:: Listed entries

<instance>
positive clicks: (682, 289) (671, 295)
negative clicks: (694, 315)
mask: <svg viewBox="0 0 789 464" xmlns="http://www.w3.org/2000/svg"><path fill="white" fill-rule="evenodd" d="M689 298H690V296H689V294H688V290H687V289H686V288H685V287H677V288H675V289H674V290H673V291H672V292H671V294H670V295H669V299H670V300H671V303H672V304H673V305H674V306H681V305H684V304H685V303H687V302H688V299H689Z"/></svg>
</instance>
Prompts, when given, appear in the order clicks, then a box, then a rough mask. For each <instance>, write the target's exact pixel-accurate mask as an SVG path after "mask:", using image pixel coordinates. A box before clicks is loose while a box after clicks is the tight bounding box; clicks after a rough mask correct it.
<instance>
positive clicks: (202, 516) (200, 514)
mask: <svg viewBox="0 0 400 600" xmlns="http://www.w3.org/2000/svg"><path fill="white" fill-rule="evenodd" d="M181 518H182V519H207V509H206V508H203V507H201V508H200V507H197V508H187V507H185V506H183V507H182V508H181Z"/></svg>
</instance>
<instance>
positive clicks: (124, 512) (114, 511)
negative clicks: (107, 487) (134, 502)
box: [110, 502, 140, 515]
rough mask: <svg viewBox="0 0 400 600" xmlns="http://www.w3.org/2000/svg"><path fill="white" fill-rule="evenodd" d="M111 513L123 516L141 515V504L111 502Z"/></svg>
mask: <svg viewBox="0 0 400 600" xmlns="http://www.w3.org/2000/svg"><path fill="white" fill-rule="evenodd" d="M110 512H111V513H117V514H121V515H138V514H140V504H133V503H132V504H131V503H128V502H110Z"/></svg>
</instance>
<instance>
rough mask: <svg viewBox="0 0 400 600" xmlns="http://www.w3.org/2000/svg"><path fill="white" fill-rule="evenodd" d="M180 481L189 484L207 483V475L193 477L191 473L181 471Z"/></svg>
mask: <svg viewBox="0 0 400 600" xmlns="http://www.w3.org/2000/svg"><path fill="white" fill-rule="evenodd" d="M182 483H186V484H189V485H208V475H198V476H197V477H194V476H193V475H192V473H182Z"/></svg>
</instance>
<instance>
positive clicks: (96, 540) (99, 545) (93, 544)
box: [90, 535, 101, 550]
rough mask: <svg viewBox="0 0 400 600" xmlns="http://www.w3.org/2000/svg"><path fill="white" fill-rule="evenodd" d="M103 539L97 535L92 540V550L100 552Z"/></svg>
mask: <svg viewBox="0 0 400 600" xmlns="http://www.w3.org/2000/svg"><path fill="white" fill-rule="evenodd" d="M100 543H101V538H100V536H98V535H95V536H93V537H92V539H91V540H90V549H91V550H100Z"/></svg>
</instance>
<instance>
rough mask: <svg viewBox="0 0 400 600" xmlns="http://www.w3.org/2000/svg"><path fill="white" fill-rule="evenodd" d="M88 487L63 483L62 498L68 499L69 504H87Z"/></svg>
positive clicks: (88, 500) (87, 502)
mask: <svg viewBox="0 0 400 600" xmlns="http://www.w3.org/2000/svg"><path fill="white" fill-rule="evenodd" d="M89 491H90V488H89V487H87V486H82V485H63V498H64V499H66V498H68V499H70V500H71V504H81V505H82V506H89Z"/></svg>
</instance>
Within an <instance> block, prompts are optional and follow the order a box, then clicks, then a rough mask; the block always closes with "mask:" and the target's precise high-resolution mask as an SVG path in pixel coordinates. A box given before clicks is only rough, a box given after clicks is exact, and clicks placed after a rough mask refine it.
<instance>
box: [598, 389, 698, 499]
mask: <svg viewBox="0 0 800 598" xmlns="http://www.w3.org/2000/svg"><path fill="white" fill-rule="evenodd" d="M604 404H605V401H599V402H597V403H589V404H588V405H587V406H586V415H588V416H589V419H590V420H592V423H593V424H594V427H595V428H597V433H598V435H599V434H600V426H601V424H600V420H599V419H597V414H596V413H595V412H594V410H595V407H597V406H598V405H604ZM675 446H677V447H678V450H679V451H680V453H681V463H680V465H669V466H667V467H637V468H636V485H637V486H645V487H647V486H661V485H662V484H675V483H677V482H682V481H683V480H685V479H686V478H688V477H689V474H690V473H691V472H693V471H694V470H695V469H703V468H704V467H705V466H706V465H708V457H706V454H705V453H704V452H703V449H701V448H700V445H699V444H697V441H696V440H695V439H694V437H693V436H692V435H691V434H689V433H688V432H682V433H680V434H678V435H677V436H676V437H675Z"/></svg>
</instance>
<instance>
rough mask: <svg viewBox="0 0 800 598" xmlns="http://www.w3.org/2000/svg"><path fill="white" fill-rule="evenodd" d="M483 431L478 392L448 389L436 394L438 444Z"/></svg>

::::

> What the exercise asks
Search the data for the string "target" and copy every line where it appears.

> Solution
Prompts, when given, appear in the order clicks, then a box, then a rough mask. For each <instance>, write the target's exact pixel-accurate mask as an SVG path after "mask:", using image pixel coordinates. A box before clicks is loose while a box after clicks is the tight bounding box; clicks after a rough mask correct it.
Within an <instance> block, prompts are optional and follow the order a box, then clicks, then a rough mask; the block always closes with "mask:" and the target's precise high-resolution mask as an SVG path in pixel coordinates. A box given before clicks is only rough, a box given after clicks is exact, and clicks placed after a rough mask refine it.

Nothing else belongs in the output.